The data:
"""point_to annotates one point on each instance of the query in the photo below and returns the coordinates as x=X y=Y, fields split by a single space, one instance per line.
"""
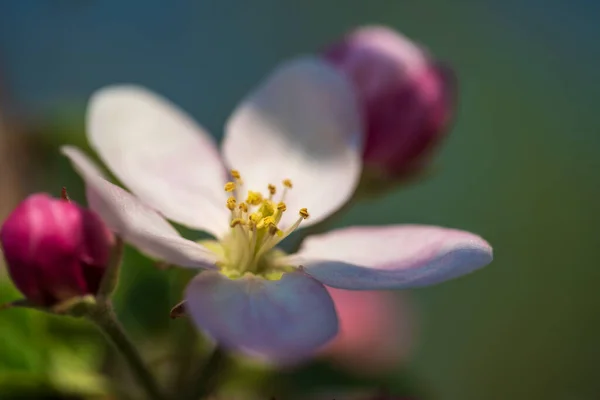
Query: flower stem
x=104 y=318
x=206 y=380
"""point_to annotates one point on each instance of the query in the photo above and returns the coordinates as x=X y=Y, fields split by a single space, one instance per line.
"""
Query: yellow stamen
x=254 y=218
x=237 y=221
x=304 y=213
x=273 y=230
x=254 y=198
x=266 y=208
x=229 y=186
x=231 y=203
x=266 y=221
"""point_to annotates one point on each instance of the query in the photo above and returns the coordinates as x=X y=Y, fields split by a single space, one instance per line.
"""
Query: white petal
x=160 y=154
x=135 y=222
x=282 y=320
x=392 y=257
x=301 y=124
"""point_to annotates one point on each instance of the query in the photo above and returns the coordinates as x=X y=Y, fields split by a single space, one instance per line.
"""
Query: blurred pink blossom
x=407 y=97
x=377 y=330
x=54 y=249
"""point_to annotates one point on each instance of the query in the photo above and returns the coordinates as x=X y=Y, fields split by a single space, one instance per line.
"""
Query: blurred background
x=521 y=167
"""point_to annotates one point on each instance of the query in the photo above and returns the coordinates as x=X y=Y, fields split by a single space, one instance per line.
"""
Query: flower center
x=250 y=244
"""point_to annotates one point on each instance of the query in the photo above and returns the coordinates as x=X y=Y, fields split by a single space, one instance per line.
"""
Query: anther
x=254 y=198
x=273 y=230
x=304 y=213
x=266 y=222
x=231 y=203
x=229 y=187
x=237 y=221
x=254 y=218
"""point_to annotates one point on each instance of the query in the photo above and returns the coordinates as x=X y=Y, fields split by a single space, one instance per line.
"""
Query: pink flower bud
x=54 y=249
x=407 y=97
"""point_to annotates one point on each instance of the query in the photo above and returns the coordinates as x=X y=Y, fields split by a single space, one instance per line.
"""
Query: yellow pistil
x=249 y=247
x=229 y=187
x=254 y=198
x=254 y=218
x=231 y=202
x=237 y=221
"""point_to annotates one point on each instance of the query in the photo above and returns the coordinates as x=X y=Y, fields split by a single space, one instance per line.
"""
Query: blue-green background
x=521 y=166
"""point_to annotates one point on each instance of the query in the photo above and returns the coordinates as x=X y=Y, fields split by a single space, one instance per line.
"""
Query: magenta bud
x=407 y=98
x=55 y=250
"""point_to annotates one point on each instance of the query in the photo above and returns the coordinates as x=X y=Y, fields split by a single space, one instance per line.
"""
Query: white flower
x=293 y=147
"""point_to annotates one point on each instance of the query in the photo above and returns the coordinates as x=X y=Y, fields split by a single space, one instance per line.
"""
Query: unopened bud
x=407 y=98
x=55 y=250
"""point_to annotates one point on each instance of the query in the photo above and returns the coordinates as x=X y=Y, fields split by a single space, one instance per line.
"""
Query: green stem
x=111 y=275
x=206 y=380
x=104 y=317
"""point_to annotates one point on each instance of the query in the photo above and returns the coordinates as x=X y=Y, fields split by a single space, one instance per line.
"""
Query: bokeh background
x=521 y=167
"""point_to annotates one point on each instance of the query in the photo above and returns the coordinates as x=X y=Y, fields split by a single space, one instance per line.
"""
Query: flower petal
x=135 y=222
x=392 y=257
x=280 y=320
x=302 y=124
x=160 y=154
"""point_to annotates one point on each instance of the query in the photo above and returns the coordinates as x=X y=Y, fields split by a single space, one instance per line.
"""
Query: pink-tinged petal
x=301 y=124
x=376 y=330
x=134 y=221
x=160 y=154
x=282 y=320
x=391 y=257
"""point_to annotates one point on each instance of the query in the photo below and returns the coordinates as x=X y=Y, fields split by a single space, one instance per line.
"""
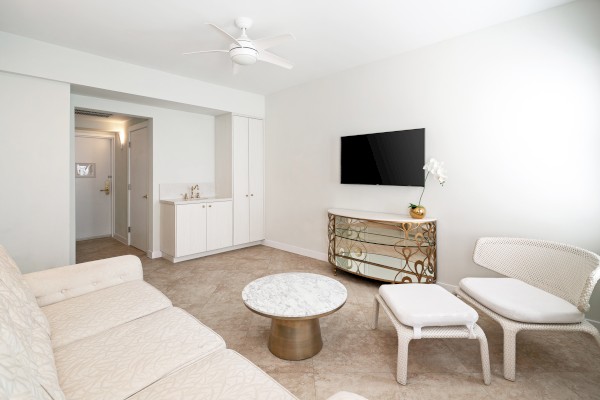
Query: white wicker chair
x=564 y=271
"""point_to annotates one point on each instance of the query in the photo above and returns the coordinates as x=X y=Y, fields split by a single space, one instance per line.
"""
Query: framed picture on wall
x=85 y=170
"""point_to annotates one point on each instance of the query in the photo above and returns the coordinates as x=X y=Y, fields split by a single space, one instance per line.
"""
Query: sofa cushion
x=519 y=301
x=27 y=367
x=225 y=375
x=22 y=296
x=98 y=311
x=119 y=362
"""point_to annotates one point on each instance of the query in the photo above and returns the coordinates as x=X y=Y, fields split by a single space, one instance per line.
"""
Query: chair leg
x=593 y=331
x=485 y=357
x=375 y=321
x=402 y=363
x=510 y=354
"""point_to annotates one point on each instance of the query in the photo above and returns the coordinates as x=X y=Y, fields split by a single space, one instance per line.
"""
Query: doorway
x=114 y=131
x=139 y=185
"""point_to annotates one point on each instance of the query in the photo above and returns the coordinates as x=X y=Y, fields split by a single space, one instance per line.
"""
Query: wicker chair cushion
x=519 y=301
x=419 y=305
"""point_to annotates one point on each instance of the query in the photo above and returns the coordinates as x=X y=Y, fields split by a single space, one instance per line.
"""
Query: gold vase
x=418 y=212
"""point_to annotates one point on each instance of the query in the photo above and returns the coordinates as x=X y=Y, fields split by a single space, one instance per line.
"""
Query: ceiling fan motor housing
x=246 y=55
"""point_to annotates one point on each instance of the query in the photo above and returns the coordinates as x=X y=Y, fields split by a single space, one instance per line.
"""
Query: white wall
x=183 y=146
x=35 y=166
x=512 y=110
x=31 y=57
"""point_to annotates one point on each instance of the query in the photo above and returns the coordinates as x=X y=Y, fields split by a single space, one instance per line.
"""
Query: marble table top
x=294 y=295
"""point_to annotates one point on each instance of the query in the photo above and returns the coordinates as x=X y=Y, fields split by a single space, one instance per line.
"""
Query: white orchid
x=435 y=168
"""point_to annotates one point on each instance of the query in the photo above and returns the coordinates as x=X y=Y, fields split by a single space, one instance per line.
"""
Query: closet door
x=241 y=194
x=256 y=180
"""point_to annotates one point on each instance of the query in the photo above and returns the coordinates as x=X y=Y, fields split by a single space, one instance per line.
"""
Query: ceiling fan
x=244 y=51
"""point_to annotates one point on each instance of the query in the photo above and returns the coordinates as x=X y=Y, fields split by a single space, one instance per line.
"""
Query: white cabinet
x=192 y=227
x=248 y=180
x=219 y=225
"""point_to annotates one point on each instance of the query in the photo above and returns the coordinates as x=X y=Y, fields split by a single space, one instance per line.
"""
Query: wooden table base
x=295 y=339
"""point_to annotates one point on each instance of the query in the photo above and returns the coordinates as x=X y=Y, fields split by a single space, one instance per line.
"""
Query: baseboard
x=296 y=250
x=207 y=253
x=120 y=239
x=154 y=254
x=595 y=323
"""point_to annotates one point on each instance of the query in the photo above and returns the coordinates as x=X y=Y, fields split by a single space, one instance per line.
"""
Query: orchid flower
x=435 y=168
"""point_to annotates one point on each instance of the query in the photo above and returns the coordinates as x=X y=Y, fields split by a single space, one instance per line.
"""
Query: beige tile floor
x=354 y=357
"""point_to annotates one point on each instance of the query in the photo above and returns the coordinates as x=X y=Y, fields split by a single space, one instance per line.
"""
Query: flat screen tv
x=386 y=158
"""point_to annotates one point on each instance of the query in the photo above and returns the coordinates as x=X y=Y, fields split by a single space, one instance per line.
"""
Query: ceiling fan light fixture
x=243 y=55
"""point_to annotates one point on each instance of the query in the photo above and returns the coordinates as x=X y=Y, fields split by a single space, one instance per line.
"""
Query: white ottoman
x=424 y=311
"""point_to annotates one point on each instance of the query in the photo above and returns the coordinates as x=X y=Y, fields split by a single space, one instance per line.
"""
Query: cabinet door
x=256 y=179
x=241 y=204
x=219 y=225
x=191 y=229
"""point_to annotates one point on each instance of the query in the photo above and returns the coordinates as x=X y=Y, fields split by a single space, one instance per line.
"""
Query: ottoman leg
x=510 y=354
x=375 y=313
x=402 y=363
x=485 y=355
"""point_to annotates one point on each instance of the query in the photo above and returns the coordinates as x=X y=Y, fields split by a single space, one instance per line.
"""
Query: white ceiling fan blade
x=273 y=59
x=225 y=34
x=205 y=51
x=267 y=43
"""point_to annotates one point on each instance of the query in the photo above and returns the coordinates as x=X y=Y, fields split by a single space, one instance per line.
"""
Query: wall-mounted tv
x=386 y=158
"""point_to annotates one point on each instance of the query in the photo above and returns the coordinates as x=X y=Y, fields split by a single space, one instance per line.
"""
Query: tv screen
x=387 y=158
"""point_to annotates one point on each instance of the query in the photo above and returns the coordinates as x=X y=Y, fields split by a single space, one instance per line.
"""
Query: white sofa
x=97 y=331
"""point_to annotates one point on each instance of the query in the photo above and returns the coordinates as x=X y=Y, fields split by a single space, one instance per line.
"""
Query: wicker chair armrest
x=584 y=301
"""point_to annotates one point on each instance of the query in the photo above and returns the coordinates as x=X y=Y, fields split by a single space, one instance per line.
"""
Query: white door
x=256 y=180
x=93 y=187
x=241 y=210
x=219 y=224
x=139 y=202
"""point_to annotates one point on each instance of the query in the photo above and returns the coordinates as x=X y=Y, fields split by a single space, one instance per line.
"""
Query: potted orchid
x=435 y=168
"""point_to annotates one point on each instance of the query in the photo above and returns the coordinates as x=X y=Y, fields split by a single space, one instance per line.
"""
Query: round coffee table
x=294 y=301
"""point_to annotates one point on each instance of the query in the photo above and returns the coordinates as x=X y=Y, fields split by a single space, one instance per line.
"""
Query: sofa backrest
x=27 y=368
x=565 y=271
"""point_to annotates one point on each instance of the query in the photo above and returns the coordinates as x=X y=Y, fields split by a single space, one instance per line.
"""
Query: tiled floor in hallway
x=354 y=357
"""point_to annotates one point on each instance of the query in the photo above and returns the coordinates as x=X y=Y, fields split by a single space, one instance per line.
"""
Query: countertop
x=177 y=202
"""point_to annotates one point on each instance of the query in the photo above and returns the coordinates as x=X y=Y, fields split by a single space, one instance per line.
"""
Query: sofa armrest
x=57 y=284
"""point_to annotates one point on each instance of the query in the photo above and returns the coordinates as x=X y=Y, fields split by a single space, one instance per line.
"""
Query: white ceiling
x=331 y=35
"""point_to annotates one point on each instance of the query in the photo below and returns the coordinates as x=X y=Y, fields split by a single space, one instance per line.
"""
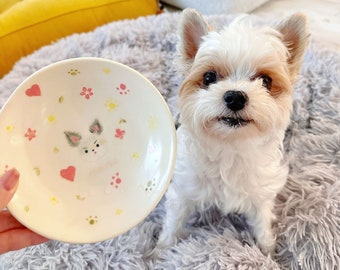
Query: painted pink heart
x=33 y=91
x=68 y=173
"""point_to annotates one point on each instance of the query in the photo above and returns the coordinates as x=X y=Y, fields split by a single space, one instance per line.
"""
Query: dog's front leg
x=260 y=219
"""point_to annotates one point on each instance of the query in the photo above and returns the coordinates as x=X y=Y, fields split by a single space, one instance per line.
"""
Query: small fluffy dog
x=235 y=104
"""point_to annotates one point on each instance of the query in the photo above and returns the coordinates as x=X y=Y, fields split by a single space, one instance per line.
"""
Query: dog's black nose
x=235 y=100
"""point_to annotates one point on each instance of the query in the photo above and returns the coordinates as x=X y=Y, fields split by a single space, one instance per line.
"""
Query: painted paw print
x=86 y=92
x=122 y=89
x=30 y=134
x=120 y=133
x=150 y=186
x=74 y=72
x=92 y=220
x=116 y=180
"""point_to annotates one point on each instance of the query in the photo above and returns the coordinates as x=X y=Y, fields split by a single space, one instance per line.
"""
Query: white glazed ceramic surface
x=94 y=142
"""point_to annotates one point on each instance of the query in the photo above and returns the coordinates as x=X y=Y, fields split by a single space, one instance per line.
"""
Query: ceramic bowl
x=95 y=145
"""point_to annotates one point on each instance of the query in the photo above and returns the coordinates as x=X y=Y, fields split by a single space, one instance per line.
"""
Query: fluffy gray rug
x=307 y=208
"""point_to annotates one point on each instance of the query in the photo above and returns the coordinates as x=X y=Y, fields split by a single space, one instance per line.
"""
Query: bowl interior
x=94 y=142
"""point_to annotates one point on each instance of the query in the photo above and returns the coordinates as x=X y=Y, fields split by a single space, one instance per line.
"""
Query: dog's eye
x=209 y=77
x=266 y=81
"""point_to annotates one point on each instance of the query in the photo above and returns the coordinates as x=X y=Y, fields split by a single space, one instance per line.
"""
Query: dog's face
x=239 y=81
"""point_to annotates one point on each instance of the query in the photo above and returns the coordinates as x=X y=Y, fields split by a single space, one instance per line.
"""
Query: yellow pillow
x=27 y=25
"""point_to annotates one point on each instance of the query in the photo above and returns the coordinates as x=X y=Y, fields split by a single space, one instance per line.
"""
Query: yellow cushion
x=27 y=25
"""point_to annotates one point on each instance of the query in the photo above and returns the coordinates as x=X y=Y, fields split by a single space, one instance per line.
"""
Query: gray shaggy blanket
x=308 y=213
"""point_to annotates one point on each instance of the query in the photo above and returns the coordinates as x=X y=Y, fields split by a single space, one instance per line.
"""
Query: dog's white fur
x=238 y=168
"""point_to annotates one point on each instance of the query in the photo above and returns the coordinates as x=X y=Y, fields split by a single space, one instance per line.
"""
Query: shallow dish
x=95 y=145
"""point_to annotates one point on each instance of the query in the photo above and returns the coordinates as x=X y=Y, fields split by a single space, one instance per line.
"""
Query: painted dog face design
x=93 y=147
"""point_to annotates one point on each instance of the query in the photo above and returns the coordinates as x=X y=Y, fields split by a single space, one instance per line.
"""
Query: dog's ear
x=295 y=36
x=192 y=28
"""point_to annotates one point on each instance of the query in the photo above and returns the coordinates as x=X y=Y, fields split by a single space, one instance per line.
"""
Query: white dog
x=235 y=105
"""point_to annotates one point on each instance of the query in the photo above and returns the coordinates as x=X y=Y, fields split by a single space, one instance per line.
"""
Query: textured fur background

Requirements: Pull out every line in the material above that contains the string "pink", treating uppercase and lowercase as different.

Solved exercise:
Query: blurred pink blossom
Query: pink flower bud
Query: pink-tinged petal
Query: painted pink heart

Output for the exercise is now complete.